Stored dataset items
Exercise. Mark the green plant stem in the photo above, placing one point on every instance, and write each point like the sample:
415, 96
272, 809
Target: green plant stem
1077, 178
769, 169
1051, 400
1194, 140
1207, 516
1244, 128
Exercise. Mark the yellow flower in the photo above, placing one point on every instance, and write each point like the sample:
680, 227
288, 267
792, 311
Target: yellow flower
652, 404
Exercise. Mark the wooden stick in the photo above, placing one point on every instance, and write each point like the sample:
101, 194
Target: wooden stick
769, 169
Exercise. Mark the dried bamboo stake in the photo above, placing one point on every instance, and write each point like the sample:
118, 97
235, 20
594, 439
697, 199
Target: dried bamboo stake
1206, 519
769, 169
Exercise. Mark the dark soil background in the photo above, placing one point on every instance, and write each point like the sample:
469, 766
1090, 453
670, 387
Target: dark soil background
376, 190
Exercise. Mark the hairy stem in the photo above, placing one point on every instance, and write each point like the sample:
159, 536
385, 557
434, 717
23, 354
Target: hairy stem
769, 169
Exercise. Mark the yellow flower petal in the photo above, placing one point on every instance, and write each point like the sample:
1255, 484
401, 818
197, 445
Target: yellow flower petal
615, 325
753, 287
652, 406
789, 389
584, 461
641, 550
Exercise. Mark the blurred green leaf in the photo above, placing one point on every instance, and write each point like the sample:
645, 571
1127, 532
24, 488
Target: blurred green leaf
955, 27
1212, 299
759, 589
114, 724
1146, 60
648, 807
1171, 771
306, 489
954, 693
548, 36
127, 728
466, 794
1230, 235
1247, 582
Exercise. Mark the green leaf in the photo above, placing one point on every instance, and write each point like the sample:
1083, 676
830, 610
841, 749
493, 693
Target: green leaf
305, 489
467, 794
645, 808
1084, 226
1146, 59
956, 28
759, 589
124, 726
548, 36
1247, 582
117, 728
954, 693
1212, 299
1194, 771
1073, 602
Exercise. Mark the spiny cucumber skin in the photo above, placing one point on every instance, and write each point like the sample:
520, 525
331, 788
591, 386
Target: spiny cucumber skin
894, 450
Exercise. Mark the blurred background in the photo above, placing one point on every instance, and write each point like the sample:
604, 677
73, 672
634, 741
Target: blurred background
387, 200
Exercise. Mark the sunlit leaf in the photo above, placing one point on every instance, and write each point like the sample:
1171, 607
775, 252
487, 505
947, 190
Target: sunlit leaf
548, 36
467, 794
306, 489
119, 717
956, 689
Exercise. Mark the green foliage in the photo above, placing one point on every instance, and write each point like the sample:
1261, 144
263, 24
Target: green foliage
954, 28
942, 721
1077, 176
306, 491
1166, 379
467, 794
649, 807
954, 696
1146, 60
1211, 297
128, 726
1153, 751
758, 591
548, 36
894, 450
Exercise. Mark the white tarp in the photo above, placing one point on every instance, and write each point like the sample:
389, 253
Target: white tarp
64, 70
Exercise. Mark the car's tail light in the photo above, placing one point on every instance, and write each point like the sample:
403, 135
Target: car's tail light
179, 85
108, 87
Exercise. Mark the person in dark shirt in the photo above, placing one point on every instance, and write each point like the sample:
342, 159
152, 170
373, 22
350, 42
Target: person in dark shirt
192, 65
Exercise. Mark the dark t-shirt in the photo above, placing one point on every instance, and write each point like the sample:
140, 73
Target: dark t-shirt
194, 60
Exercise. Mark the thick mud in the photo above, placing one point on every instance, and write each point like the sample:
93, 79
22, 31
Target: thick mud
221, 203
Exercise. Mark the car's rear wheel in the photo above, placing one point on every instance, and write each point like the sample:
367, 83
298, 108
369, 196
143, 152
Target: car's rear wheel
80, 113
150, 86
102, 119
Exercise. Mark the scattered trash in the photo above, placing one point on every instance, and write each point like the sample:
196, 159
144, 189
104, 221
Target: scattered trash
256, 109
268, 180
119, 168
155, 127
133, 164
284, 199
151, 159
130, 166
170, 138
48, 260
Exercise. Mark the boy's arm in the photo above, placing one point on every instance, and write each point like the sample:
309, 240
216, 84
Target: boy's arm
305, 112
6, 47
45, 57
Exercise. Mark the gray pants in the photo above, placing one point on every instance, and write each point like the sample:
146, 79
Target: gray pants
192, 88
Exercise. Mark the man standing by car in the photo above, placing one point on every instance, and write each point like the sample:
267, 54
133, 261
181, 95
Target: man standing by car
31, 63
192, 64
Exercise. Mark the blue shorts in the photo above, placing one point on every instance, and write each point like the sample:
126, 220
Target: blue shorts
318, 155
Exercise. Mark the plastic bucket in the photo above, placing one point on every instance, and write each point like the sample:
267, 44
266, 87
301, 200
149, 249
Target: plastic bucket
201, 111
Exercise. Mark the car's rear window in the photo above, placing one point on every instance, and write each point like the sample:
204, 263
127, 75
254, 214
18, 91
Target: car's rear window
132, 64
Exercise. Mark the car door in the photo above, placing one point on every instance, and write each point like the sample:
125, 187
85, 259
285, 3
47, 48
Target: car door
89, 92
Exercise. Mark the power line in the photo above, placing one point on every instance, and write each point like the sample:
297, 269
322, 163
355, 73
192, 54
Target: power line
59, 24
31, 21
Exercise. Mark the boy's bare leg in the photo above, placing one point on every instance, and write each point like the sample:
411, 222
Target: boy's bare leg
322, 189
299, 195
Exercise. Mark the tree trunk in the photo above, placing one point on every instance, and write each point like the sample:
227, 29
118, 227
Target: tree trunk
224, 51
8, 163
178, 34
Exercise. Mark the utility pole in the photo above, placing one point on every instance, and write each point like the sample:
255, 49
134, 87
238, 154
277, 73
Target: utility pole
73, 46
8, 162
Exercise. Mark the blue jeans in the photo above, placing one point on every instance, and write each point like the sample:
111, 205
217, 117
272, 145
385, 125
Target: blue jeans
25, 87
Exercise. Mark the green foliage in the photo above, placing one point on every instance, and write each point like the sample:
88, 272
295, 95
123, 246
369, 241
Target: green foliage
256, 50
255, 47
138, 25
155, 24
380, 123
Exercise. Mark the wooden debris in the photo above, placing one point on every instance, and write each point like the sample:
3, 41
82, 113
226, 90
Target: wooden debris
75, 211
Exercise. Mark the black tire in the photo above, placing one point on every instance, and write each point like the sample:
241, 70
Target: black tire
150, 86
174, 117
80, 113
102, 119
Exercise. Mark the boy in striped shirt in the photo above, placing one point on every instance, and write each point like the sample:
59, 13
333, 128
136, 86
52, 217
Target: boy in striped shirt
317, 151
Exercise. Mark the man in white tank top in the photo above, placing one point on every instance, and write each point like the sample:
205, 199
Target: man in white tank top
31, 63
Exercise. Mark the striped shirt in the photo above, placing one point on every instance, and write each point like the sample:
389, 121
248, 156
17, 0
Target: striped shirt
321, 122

**Instructions for the task:** Transcribe the records above in full, exactly as they stand.

**Output of the task:**
Exercise. Mark the green plant stem in the photo above, placing one point on every instance, and write each point like the sample:
415, 96
272, 809
Target: green plant stem
1077, 178
769, 169
1051, 400
1194, 140
1207, 516
1244, 128
Exercise. Mark the yellow flower in the photo above, placing one point on every instance, and write each point like the sample:
680, 227
288, 267
792, 311
Target: yellow flower
652, 404
Exercise. Mark the wooden stick in the photo above, placing one point on every instance, and write each point like the sample:
101, 194
Target: wooden stick
769, 169
Exercise. Mark the dried bamboo stake in the photo above, placing one point on every instance, and write each point like the sample:
118, 97
235, 20
594, 439
697, 199
Target: dried bamboo stake
1206, 519
769, 169
Exercise. Mark the dark soil background in the photo above, placing one point on every instance, and write each point like the sample:
469, 766
1090, 453
670, 387
Target: dark soil background
376, 190
Exercise. Mark the hairy stem in the photo above, placing one point on every instance, and write each point like the sample:
159, 536
385, 557
434, 717
23, 354
Target: hairy stem
769, 169
Exercise. Mark the yellow flower petal in the photo above, placing one point on every instance, and write each point like the sample:
1255, 484
401, 818
197, 445
Target: yellow flower petal
615, 325
753, 287
652, 406
789, 389
584, 461
641, 550
Exercise. Mark the blurred green leaf in the photo above, placing one point on every instance, and write each point like the sample:
645, 571
1127, 532
24, 488
Target: blurred green leaf
955, 27
1212, 299
759, 589
114, 724
1146, 60
648, 807
1171, 771
306, 489
954, 693
548, 36
127, 728
466, 794
1230, 235
1247, 582
Exercise. Mark the green leaf in the photo above, placing one point on every instance, and write each point like the sample:
1083, 676
830, 610
841, 749
493, 693
Target: green leaf
305, 489
467, 794
645, 808
1084, 226
1146, 59
956, 28
759, 589
124, 726
548, 36
1247, 582
117, 728
954, 693
1212, 299
1194, 771
1073, 602
Exercise. Mark the spiny cucumber skin in the photo above, placing one point on every instance, and write each point like the sample:
520, 525
331, 788
591, 386
Target: spiny cucumber skin
894, 450
Exercise. Mark the blurred background in the photo above, placing one point on every instance, and write each point like the sample:
604, 677
73, 672
634, 741
Target: blurred background
387, 200
Exercise. Mark the sunlit leaf in the photo above, placing one point on every instance, and write each point like the sample:
1171, 607
775, 252
487, 505
947, 190
Target: sunlit leaf
548, 36
467, 794
306, 489
119, 717
956, 689
Exercise. Mark the green foliage in the photo above, placing one point on every instance, and write each point like the sample:
1261, 144
263, 24
Target: green foliage
954, 28
942, 721
1077, 176
306, 491
1166, 379
467, 794
649, 807
954, 696
1146, 60
1211, 297
128, 726
1153, 751
758, 591
548, 36
894, 450
Exercise. Mark the white tarp in the photo above, placing one point on every instance, and write each point like the sample:
389, 253
Target: white tarp
64, 70
Exercise. Mark the car's tail light in the photo above, placing one point on every instance, and write each point like the sample:
403, 135
Target: car's tail light
179, 85
108, 87
Exercise. Mark the person in dark shirt in the photo above, placing one point on every instance, and write each point like the sample:
342, 159
152, 170
373, 22
350, 42
Target: person in dark shirt
192, 65
Exercise. Mark the dark t-shirt in the photo above, placing one point on every instance, and write each point like the sample:
140, 73
Target: dark t-shirt
194, 60
Exercise. Mark the thick mud in the photo above, placing one point on every instance, and write each point like the sample:
93, 79
22, 31
Target: thick mud
221, 203
Exercise. Mark the car's rear wheel in the photo above, placing one point on every instance, and write each point like the sample:
367, 83
298, 108
369, 196
143, 152
Target: car's rear wheel
80, 113
150, 86
102, 119
Exercise. Mark the scattered trash in the photo above, placing one point on every instance, and write each point like the sample:
196, 159
144, 189
104, 221
Target: scattered trash
256, 109
268, 180
119, 168
155, 127
133, 164
284, 199
151, 159
130, 166
170, 138
48, 260
Exercise. Mark the boy's arm in the photo above, placing one point on every instance, and write each point like the sample:
309, 240
216, 84
Target: boy's arm
305, 112
6, 47
45, 57
Exercise. Mark the gray pants in the photo above, placing one point on every instance, and write each point like the sample:
146, 79
Target: gray pants
192, 88
Exercise. Mark the man standing by car in the photo above, placing one point on every instance, and write each point like the sample:
267, 54
133, 261
181, 95
Target: man standing by car
31, 63
192, 64
Exercise. Mark the blue shorts in the photo above, placing one point on every instance, and write each point like the sample:
126, 220
Target: blue shorts
318, 155
Exercise. Mark the plastic bucket in the photo above, placing one point on every instance, and write each point like the sample:
267, 44
266, 87
301, 200
149, 249
Target: plastic bucket
201, 111
Exercise. Mark the car's rear window in the photo above, placing one point on every instance, and write each point like the sample:
204, 263
127, 75
254, 214
18, 91
Target: car's rear window
132, 64
Exercise. Mark the car door in the photo above, placing one point on every instance, and write each point like the sample:
125, 187
85, 259
285, 3
47, 48
Target: car door
89, 92
Exercise. Mark the power line in the photo above, placing one point on every instance, and write each point like the sample:
297, 269
322, 163
355, 73
192, 54
Target: power line
59, 24
31, 21
Exercise. Mark the boy's bare leg in the photo above, placing one point on every instance, and write each point like the sample:
411, 222
Target: boy's bare leg
322, 189
299, 195
Exercise. Mark the tree trunk in the photo above, placing one point on every instance, and write each point like the sample:
227, 29
118, 227
Target: tree trunk
224, 51
8, 163
178, 34
Exercise. Mark the utility pole in the photo above, placing one point on every instance, and write each point like the sample:
255, 49
134, 87
238, 154
277, 73
Target: utility pole
73, 46
8, 162
Exercise. Mark the blue jeans in the photo above, placing one point on every instance, and write each point like the sample:
111, 205
217, 117
272, 145
385, 125
Target: blue jeans
25, 87
Exercise. Mark the green foliage in the photo above, placing one point on every instance, and write each point like the sample:
88, 272
295, 95
123, 246
369, 241
Target: green foliage
256, 50
255, 47
138, 25
155, 24
380, 123
Exercise. Mark the wooden debris in the photo above, placing one point on every instance, and write each point like the sample:
3, 41
82, 113
226, 90
Target: wooden debris
75, 211
Exercise. Mark the black tire in the photo above, placing one point on every instance, and write each point like the sample:
241, 70
Target: black tire
150, 86
174, 117
80, 113
102, 119
Exercise. Mark the boy in striped shirt in the photo above, placing one point on every instance, and write each point like the sample:
59, 13
333, 128
136, 86
52, 217
Target: boy in striped shirt
317, 151
Exercise. Mark the man in white tank top in the photo above, placing one point on every instance, and write each point like the sample:
205, 199
Target: man in white tank top
31, 63
Exercise. Mark the striped shirt in the photo above, placing one point on every instance, and write each point like the sample:
389, 121
248, 156
17, 0
Target: striped shirt
321, 122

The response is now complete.